What needs to be done: Starting at the line containing "Mark the statue, giving" and ending at the last line of the material, render those lines as a Markdown table with the columns Row and Line. Give each line's number in Row and its text in Line, and leave out blank lines.

Location identification entries:
------------------------------------------------
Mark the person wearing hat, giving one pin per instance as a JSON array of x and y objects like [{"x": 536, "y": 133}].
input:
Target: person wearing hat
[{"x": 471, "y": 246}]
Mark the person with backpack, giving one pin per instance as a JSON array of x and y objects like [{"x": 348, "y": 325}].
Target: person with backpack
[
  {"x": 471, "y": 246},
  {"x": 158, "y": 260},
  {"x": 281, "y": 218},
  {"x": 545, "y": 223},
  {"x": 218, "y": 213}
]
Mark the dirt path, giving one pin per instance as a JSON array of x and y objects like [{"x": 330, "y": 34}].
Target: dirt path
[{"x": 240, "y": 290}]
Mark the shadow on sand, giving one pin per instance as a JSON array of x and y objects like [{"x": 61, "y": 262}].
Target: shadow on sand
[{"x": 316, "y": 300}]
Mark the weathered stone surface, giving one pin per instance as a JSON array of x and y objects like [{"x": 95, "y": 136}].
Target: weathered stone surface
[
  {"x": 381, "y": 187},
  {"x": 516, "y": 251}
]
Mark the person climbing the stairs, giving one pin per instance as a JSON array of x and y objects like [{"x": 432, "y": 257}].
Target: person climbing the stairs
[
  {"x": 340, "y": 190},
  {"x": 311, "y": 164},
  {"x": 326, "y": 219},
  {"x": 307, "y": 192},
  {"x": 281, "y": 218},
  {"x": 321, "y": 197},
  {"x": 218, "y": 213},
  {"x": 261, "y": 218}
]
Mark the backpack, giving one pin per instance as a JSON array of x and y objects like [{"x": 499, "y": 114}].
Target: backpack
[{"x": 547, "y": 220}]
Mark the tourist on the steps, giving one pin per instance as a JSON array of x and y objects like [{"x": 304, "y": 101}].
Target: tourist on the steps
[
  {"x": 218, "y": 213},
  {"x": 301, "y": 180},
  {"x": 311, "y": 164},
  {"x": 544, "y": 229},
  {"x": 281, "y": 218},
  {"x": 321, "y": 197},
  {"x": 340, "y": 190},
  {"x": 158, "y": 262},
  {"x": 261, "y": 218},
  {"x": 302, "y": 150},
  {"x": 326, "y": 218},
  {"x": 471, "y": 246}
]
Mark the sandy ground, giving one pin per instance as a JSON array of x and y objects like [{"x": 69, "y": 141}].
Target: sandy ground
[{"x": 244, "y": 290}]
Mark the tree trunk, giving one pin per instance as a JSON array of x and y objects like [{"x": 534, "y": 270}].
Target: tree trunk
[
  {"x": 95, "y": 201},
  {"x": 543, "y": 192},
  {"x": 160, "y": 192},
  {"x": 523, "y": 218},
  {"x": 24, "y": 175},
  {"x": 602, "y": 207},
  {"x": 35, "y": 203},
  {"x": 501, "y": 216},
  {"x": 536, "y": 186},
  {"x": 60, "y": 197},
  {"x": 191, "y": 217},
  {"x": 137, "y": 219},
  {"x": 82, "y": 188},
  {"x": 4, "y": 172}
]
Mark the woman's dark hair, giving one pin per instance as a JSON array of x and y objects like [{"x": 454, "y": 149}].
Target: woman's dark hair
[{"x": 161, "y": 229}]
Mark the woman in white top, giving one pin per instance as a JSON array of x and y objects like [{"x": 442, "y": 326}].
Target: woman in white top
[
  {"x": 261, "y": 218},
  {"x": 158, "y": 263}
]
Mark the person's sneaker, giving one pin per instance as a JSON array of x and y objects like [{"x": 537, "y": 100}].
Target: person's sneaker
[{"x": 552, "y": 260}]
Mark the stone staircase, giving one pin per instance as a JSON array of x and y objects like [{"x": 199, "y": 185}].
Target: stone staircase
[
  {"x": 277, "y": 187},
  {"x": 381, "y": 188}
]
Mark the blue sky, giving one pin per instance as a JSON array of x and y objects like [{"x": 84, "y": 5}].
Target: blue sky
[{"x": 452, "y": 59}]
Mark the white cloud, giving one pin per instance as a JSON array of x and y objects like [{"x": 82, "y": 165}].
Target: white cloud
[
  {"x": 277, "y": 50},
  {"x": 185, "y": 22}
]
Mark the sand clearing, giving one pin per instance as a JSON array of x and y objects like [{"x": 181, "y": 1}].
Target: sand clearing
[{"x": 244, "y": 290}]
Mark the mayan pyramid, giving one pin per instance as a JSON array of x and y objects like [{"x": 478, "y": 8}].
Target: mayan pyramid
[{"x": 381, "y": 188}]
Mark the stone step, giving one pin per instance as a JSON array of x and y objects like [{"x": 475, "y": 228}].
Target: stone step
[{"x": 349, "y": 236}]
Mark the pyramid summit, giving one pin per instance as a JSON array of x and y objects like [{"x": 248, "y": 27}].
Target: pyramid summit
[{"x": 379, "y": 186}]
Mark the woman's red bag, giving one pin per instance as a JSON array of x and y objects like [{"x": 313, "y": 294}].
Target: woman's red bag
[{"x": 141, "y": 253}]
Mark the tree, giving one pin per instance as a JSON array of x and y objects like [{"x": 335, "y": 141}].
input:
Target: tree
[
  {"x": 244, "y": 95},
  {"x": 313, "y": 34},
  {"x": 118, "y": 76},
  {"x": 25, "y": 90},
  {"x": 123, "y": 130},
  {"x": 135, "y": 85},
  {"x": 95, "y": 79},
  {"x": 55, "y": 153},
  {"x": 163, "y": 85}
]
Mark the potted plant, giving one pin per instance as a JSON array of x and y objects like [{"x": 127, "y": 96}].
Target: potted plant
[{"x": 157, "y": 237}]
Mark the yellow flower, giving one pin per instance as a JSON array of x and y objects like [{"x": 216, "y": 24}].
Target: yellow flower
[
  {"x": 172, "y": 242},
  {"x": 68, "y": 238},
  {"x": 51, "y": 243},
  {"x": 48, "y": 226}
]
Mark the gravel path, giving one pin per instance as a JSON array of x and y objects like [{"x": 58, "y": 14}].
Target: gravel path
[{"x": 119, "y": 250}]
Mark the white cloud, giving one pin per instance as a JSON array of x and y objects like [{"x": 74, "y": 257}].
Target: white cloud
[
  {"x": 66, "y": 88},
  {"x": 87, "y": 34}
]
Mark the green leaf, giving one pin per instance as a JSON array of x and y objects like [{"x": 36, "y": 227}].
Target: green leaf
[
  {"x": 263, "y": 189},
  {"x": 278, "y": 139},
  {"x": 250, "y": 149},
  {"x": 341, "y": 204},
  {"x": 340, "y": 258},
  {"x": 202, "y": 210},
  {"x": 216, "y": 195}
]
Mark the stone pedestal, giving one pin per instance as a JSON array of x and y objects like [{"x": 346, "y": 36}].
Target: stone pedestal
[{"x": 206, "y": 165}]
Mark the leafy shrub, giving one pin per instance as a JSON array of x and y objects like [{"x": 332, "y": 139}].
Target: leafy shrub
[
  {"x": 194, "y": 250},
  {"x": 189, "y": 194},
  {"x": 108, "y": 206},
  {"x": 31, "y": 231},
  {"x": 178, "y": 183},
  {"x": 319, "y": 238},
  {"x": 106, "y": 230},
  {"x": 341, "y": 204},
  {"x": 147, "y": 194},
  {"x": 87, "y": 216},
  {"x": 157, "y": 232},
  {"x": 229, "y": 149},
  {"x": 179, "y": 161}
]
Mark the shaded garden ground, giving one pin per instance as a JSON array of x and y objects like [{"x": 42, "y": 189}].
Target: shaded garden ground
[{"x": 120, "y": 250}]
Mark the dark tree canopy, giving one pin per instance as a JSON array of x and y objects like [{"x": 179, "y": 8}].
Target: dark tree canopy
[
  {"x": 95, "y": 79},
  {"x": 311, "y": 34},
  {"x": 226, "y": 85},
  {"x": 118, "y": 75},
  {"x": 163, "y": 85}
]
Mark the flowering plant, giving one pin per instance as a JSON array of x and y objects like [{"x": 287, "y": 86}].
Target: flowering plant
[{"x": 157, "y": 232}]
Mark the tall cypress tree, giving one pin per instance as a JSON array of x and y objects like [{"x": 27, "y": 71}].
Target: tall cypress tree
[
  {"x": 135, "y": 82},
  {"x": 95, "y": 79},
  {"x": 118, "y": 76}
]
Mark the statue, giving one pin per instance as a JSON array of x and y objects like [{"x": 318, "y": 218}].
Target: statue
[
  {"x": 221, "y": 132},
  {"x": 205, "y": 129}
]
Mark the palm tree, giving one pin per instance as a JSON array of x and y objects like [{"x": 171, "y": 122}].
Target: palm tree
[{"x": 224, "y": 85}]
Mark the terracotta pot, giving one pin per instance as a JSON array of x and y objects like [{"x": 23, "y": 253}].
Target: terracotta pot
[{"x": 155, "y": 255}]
------------------------------------------------
Written solution:
| Row | Line |
|---|---|
| 1 | Mark the statue, giving one pin per instance as a JSON array of x and y objects like [{"x": 318, "y": 218}]. |
| 2 | Target: statue |
| 3 | [ |
| 4 |   {"x": 221, "y": 132}, |
| 5 |   {"x": 205, "y": 129} |
| 6 | ] |
| 7 | Mark the palm tree, giving one pin per instance as a JSON array of x and y objects like [{"x": 171, "y": 122}]. |
| 8 | Target: palm tree |
| 9 | [{"x": 224, "y": 85}] |
| 10 | Mark the terracotta pot, giving one pin per instance as a JSON array of x and y objects like [{"x": 23, "y": 253}]. |
| 11 | Target: terracotta pot |
| 12 | [{"x": 155, "y": 255}] |